Pull out each line below that contains the word "object". Case counts.

————

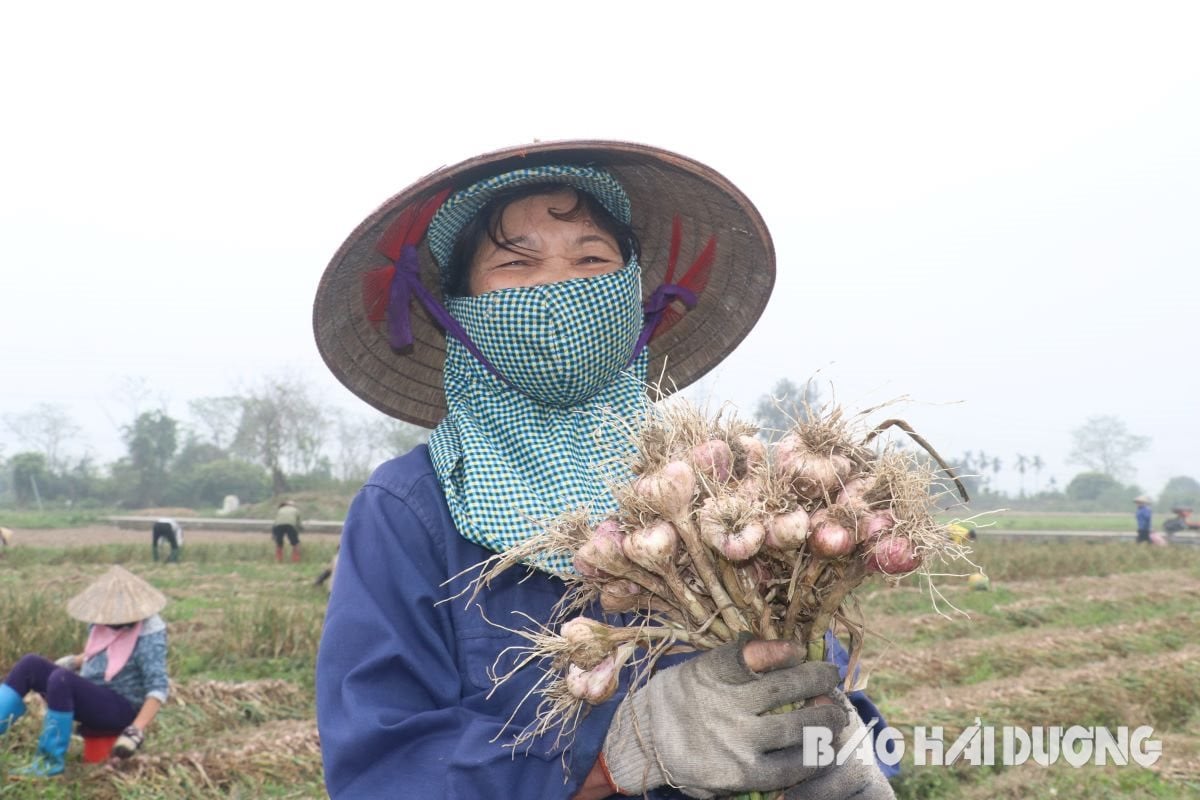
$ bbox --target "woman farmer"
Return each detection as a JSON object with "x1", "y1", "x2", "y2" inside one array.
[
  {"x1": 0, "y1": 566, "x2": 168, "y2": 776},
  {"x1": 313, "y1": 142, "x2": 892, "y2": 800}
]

————

## RESULT
Return each detection as a JSON object with "x1", "y1", "x2", "y2" inside one array.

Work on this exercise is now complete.